» Task prompt: Can you give the items again starting at the line that has "Where can the white egret" and ending with the last item, changing "baby elephant" to "elephant calf" and leaving everything else unchanged?

————

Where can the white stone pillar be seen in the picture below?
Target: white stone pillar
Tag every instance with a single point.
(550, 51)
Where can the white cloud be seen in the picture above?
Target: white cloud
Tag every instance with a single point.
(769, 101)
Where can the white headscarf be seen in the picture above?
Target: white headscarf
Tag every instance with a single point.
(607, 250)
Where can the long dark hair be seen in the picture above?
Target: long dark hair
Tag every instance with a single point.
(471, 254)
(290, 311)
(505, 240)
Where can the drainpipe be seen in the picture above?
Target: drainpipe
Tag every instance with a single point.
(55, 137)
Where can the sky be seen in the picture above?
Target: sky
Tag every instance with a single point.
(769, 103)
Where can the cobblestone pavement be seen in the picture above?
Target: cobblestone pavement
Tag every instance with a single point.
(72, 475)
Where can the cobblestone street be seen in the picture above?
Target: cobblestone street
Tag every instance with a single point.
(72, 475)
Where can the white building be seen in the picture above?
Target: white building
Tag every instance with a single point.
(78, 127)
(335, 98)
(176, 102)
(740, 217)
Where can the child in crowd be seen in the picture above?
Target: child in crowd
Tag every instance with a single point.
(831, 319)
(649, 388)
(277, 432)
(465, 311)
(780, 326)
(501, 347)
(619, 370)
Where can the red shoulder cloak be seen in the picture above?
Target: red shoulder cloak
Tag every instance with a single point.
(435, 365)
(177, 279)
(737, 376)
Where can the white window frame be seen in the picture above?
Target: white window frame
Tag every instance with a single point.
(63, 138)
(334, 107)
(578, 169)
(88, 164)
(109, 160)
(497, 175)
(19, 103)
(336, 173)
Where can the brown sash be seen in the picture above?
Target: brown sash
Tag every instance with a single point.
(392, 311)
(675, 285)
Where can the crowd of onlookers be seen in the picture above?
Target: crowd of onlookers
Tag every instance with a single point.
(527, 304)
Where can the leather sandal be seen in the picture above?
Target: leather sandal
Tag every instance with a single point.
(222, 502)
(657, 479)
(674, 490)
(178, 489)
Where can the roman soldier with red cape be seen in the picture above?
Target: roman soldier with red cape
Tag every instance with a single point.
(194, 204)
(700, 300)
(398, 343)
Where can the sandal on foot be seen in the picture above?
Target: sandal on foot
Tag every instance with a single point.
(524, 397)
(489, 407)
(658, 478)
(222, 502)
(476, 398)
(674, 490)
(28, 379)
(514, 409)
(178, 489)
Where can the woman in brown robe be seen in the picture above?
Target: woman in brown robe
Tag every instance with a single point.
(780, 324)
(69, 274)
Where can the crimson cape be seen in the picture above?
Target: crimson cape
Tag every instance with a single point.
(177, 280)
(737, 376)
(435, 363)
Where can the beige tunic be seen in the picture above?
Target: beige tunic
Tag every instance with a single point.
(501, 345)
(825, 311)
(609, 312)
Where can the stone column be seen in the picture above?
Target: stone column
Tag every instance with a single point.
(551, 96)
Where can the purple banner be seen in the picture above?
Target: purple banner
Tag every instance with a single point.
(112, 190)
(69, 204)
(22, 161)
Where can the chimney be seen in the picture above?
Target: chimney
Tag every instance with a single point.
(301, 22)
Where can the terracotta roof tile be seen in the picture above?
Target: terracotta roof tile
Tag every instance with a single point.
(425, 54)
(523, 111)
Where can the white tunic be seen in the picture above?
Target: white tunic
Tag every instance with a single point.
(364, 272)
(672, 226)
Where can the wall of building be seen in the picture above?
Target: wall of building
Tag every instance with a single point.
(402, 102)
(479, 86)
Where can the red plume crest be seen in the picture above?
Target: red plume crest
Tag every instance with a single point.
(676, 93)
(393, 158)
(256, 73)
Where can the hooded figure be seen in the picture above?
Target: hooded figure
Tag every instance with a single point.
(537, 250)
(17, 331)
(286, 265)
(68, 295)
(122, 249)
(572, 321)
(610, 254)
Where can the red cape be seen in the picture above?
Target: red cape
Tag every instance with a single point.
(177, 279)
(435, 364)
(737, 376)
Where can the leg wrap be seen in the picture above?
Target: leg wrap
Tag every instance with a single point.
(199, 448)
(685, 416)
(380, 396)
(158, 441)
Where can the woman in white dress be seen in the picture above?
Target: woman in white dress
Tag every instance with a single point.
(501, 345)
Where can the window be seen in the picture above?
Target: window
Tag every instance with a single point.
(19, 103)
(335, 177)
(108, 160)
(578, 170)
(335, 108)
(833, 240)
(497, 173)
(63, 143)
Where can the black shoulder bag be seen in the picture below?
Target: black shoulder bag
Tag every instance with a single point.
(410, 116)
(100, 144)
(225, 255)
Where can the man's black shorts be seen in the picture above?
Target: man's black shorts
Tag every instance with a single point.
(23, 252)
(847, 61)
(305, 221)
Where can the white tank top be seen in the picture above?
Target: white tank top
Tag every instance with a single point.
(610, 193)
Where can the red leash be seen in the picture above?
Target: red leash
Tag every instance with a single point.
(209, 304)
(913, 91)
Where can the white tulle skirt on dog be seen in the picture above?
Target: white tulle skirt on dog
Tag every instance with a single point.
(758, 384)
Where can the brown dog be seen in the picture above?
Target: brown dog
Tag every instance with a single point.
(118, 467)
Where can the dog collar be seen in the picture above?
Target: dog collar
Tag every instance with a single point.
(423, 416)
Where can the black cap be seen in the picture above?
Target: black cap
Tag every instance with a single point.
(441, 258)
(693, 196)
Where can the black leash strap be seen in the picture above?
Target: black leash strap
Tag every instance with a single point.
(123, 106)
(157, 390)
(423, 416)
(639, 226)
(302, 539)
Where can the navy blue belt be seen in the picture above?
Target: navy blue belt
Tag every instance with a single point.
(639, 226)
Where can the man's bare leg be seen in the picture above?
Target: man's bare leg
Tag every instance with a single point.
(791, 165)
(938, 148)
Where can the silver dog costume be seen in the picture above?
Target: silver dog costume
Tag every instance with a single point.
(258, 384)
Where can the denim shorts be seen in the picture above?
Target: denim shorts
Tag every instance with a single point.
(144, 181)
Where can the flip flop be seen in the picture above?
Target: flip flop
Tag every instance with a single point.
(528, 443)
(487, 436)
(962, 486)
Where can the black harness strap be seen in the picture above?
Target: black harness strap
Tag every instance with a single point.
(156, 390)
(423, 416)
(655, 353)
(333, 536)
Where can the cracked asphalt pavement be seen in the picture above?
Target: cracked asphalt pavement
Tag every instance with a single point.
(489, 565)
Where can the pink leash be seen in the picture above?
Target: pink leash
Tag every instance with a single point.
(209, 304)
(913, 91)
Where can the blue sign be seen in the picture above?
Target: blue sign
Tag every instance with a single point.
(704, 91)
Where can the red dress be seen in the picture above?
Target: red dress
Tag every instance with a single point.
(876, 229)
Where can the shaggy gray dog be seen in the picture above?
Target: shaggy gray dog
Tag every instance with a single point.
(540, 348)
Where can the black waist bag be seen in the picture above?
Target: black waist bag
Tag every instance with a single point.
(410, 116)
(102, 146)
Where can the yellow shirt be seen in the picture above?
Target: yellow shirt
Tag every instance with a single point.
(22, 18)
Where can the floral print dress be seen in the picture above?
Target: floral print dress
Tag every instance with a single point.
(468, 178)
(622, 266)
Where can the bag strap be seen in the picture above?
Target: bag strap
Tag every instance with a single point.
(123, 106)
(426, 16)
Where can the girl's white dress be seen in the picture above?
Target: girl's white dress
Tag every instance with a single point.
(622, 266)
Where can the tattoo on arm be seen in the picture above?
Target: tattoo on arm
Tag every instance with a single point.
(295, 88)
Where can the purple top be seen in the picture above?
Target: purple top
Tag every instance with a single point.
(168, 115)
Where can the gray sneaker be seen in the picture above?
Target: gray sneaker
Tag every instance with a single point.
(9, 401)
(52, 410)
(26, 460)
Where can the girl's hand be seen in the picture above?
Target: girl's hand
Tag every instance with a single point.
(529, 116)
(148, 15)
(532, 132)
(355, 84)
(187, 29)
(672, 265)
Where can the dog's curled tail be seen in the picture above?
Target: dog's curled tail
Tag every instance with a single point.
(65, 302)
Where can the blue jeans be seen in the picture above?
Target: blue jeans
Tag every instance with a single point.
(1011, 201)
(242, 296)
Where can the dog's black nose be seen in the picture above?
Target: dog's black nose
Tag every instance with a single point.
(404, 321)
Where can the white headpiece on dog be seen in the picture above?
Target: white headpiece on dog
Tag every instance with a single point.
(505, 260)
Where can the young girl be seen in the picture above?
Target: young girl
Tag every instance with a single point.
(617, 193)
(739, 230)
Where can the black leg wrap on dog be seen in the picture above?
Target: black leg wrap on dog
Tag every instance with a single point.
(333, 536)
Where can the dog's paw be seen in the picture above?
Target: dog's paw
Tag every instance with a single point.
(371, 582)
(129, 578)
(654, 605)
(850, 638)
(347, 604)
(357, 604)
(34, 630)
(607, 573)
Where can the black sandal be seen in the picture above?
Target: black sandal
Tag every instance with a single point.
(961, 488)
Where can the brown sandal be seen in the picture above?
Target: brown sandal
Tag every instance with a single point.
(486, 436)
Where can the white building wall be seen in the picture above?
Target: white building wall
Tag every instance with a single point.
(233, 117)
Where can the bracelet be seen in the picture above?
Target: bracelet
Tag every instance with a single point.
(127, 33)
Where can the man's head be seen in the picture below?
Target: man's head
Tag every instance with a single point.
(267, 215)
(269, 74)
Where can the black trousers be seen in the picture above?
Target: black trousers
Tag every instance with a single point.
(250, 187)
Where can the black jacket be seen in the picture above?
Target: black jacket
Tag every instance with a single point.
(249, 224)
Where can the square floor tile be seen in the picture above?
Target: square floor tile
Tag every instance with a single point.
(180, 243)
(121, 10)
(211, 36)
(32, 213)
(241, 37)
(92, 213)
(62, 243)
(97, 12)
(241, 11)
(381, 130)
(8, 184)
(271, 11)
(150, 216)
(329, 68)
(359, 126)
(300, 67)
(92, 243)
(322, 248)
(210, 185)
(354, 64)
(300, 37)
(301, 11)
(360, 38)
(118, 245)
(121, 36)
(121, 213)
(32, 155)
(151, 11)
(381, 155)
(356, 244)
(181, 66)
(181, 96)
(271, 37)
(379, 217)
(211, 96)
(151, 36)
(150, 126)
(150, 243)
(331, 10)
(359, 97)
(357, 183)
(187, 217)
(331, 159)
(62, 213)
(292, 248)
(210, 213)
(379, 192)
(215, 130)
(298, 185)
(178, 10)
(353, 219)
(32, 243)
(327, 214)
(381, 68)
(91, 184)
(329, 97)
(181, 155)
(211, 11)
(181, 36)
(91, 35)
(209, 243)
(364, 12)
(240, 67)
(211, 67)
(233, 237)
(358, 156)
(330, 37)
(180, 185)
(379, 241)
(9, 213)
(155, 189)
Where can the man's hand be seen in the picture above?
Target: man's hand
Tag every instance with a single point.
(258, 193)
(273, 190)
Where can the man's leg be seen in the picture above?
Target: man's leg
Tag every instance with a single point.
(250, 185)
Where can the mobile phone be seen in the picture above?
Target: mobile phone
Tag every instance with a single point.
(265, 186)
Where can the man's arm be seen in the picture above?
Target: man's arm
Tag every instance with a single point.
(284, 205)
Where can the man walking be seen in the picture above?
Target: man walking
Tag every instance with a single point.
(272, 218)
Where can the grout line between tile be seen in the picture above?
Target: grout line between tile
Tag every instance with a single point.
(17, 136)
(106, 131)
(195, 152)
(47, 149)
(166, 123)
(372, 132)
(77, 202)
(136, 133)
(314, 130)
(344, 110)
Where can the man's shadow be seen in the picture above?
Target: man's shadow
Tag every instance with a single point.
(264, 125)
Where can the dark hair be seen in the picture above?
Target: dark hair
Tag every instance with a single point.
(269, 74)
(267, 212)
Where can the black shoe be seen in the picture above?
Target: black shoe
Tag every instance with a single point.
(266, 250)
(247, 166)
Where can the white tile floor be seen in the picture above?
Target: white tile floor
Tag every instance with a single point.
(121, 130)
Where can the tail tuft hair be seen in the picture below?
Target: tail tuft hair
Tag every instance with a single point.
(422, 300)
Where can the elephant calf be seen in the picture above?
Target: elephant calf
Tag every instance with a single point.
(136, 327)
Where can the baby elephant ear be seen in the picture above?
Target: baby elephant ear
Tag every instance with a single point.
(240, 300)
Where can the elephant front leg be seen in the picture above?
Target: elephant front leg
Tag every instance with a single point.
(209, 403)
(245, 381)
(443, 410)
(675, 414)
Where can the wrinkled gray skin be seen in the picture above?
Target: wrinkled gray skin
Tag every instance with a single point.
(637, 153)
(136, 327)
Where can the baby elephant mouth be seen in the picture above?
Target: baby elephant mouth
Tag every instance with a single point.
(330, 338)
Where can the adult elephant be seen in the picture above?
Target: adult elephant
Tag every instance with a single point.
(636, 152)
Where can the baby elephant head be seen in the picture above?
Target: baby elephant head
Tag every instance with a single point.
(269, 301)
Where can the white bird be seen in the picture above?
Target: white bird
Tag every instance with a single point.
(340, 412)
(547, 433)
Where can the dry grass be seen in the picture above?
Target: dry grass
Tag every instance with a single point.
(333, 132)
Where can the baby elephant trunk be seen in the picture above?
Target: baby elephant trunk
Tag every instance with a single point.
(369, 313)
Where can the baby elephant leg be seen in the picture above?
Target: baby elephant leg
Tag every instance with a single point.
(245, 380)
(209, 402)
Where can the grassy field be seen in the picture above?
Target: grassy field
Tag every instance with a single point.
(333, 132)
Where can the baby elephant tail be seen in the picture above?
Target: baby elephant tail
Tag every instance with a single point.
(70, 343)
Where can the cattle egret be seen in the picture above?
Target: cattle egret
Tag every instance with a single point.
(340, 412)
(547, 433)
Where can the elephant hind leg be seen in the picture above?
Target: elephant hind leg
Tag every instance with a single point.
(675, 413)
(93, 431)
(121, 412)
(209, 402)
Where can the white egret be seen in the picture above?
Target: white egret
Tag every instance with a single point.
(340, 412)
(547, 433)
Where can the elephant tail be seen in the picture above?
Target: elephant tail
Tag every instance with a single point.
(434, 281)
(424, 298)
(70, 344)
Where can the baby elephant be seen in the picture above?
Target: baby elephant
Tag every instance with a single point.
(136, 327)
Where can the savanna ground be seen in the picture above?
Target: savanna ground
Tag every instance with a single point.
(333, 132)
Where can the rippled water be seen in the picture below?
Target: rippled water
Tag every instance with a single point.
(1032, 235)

————

» Task answer:
Where can the white egret be seen in the picture above?
Target: white egret
Tag every instance with a single point.
(340, 412)
(547, 433)
Where can the elephant tail be seen in the picture above?
Target: elephant tail
Tag every instance with a single point.
(434, 281)
(424, 298)
(70, 344)
Where can the elephant calf be seen in the picture above?
Target: elephant calf
Tag every instance with a single point.
(136, 327)
Where can the savanna ground be seen in the picture above?
Target: savanna ground
Tag every instance with a single point.
(333, 132)
Where can the rippled water be seen in the picture below?
Target: rippled water
Tag every instance with a single point.
(1032, 235)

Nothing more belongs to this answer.